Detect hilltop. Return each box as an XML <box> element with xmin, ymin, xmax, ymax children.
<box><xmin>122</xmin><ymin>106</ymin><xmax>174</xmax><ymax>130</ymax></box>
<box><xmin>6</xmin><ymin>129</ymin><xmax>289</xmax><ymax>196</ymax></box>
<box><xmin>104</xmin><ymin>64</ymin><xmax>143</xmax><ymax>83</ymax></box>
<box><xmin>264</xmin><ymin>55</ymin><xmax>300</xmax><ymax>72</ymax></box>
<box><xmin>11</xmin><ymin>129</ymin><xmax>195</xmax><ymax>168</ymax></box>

Exercise details
Exactly as they appear above, set down all of the records once more.

Result for this task
Detect hilltop. Return each box as an XML <box> element with xmin, ymin, xmax, ymax children.
<box><xmin>122</xmin><ymin>106</ymin><xmax>174</xmax><ymax>130</ymax></box>
<box><xmin>6</xmin><ymin>129</ymin><xmax>289</xmax><ymax>196</ymax></box>
<box><xmin>104</xmin><ymin>64</ymin><xmax>143</xmax><ymax>83</ymax></box>
<box><xmin>264</xmin><ymin>55</ymin><xmax>300</xmax><ymax>72</ymax></box>
<box><xmin>11</xmin><ymin>129</ymin><xmax>195</xmax><ymax>168</ymax></box>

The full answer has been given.